Objective> Reproduce everything from the start of the data down to and including the line containing "[162,110,308,197]", shifting every bounding box coordinate by -42. Omit the pictures from your output.

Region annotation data
Start
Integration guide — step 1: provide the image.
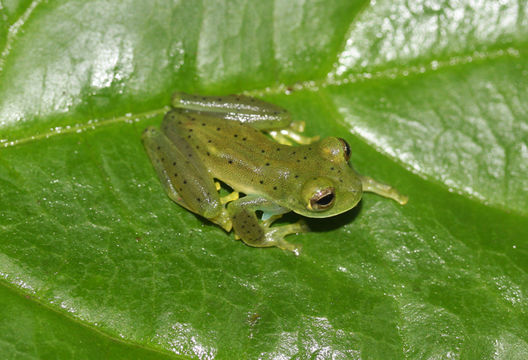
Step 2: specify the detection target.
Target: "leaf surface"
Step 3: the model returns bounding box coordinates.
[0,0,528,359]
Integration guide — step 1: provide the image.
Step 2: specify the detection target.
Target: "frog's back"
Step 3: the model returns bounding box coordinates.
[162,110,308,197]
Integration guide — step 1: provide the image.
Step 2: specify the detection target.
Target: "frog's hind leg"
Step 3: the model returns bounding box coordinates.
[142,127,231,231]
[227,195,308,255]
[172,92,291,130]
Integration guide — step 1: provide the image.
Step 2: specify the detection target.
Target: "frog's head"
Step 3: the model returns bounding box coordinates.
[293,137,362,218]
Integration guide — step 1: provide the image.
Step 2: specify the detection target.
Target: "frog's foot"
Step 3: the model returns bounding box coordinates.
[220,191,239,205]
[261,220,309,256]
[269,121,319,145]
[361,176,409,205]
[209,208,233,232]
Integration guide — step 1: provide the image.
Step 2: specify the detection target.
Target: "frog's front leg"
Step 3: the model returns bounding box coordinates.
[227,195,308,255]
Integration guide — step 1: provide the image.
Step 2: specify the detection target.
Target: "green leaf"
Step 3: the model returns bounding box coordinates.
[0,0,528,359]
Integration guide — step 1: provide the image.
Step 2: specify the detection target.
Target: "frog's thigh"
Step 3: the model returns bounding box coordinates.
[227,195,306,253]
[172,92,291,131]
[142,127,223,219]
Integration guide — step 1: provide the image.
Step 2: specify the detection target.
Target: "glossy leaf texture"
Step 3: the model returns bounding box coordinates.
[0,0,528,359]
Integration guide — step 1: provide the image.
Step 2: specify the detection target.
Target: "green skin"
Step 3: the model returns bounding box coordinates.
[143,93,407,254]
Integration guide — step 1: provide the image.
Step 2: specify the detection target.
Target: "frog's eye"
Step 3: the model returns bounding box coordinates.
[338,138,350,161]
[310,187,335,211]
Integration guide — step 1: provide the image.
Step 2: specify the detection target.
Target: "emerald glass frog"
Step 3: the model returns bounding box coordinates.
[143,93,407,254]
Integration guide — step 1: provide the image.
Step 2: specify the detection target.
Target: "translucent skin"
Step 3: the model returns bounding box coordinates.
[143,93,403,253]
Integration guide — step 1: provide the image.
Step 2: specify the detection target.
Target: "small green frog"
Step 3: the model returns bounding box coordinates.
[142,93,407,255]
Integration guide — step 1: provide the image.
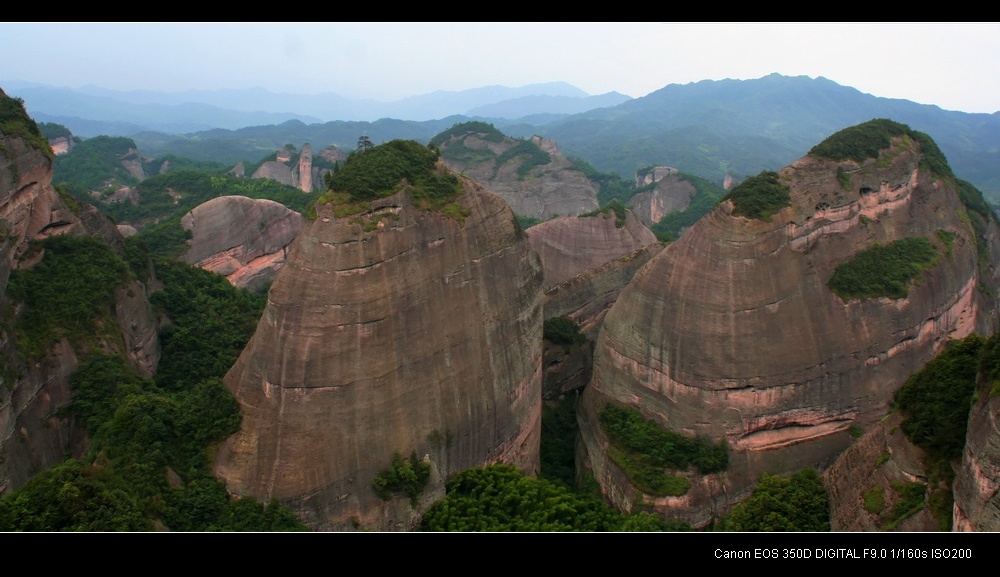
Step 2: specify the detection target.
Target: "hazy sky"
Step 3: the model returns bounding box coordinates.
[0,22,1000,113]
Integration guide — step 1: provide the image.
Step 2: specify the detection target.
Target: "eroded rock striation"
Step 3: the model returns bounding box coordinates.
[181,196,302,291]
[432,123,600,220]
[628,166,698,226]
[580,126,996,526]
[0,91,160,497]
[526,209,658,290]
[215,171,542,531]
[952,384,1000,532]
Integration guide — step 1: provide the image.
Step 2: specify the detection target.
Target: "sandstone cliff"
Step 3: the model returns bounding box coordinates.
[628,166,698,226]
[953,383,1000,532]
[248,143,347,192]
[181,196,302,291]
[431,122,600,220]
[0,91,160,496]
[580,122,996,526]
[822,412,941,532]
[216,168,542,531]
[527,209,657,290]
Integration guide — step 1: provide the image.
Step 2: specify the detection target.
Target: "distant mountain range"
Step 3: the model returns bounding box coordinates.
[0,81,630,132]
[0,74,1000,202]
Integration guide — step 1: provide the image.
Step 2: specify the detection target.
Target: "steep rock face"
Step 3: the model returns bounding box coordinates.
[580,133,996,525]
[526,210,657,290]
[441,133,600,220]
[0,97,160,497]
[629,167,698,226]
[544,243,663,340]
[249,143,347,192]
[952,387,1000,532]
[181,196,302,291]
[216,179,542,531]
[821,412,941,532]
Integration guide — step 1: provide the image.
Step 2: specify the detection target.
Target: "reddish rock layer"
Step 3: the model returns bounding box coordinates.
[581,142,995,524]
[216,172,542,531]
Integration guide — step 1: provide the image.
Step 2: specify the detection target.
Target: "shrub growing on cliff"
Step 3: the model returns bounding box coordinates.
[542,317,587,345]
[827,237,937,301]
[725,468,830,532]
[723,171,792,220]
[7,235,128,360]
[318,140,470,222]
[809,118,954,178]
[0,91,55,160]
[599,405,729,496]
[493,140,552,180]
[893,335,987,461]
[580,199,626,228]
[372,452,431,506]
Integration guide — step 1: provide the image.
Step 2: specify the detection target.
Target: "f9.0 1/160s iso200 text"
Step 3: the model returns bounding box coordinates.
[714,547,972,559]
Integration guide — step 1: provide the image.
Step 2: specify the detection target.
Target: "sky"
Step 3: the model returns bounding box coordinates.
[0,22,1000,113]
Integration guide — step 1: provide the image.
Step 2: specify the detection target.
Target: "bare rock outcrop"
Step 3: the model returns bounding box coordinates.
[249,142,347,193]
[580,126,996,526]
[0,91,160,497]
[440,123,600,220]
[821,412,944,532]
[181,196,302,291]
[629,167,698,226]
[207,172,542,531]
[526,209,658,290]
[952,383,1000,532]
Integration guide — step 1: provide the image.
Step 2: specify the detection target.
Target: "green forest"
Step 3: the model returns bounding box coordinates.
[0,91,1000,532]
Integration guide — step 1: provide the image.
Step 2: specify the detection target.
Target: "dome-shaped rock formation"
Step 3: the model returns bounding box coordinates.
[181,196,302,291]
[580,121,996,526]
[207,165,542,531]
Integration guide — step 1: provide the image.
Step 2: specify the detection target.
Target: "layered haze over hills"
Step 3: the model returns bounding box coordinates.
End
Response to the task>
Integration guide — step 1: provide the image.
Step 2: specify the detection target.
Target: "leaf surface"
Step 3: the model returns bounding box coordinates.
[-42,-42,486,317]
Integration guide — step 1: provide the image.
Step 2: specify the detection target.
Target: "frog's back"
Step 3: the model returns bounding box coordinates.
[120,68,266,155]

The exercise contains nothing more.